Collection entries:
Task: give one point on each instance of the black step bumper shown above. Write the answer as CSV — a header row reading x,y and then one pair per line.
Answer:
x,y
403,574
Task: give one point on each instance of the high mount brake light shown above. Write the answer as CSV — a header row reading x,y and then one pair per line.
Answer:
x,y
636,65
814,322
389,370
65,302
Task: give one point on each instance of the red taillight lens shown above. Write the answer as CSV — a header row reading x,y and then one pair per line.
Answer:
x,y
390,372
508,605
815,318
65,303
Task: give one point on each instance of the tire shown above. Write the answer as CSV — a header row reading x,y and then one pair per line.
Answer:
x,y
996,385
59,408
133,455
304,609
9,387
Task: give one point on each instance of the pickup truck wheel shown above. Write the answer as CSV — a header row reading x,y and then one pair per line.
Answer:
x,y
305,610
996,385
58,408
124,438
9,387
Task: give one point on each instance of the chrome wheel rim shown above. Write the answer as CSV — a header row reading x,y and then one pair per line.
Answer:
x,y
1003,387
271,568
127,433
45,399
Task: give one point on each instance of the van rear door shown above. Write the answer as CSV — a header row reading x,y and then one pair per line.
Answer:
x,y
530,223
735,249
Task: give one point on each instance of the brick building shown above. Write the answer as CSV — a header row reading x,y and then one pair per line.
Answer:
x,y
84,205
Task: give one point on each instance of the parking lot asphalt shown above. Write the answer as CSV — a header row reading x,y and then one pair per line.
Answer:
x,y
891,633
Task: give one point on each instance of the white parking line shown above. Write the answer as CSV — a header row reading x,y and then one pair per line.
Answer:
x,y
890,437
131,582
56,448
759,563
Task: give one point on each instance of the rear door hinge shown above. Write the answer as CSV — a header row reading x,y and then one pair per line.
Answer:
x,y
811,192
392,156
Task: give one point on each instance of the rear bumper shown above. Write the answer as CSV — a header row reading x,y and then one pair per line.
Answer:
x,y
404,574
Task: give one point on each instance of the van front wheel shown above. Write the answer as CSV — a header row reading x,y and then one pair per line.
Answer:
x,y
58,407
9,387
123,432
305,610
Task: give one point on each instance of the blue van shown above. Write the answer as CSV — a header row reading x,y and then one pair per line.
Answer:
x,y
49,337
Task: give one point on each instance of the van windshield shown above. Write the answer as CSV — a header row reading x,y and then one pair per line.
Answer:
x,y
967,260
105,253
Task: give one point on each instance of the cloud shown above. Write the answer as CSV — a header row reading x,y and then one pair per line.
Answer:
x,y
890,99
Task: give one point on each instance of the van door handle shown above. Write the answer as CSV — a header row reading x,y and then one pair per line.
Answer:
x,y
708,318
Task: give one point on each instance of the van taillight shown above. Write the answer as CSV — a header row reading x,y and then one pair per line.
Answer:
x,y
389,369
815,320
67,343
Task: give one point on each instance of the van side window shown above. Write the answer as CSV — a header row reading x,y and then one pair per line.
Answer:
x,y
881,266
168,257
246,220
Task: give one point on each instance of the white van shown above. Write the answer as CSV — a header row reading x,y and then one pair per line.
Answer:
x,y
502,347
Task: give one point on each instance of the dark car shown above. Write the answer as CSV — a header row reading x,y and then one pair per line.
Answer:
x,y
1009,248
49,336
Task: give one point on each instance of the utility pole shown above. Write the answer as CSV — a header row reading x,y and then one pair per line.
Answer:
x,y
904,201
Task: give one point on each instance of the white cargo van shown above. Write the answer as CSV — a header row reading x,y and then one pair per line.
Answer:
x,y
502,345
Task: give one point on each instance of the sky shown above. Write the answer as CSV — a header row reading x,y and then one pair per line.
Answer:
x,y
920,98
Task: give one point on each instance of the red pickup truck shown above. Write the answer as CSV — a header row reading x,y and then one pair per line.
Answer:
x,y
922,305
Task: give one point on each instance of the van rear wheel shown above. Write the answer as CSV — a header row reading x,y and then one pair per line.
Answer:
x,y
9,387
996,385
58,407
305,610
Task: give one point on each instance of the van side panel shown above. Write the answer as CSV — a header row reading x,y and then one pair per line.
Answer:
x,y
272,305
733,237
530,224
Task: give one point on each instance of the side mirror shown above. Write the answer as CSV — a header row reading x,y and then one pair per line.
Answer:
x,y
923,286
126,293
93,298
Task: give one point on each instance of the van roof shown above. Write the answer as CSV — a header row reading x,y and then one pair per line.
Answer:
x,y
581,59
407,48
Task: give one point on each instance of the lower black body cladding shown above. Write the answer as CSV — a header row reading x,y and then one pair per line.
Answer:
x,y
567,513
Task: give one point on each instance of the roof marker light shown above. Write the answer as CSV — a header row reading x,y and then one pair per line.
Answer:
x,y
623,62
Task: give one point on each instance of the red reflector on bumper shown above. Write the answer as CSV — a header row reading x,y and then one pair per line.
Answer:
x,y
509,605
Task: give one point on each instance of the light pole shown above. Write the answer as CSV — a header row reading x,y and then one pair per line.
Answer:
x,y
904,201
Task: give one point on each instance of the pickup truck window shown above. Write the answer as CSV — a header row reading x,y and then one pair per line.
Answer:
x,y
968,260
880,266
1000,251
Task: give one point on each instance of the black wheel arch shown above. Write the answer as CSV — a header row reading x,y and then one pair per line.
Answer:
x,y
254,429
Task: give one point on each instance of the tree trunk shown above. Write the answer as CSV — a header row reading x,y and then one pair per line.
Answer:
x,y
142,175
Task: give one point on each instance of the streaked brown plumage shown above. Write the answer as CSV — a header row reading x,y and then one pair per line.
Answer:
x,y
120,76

= WORK REQUIRED =
Please copy every line of the records above in which "truck" appears.

= SOLUTION FOR THIS PROBLEM =
Task: give one point on each instance of the pickup truck wheel shown above. Write the answer as CSV — a header row reading x,y and then one pair per line.
Task: give one point on each instance of the red pickup truck shown above. Write the answer as CSV — a header row reading x,y and then one pair per line.
Task: give one point on each instance of the pickup truck window shown above. Write the answer as CSV — a header row reading x,y and then one pair per line.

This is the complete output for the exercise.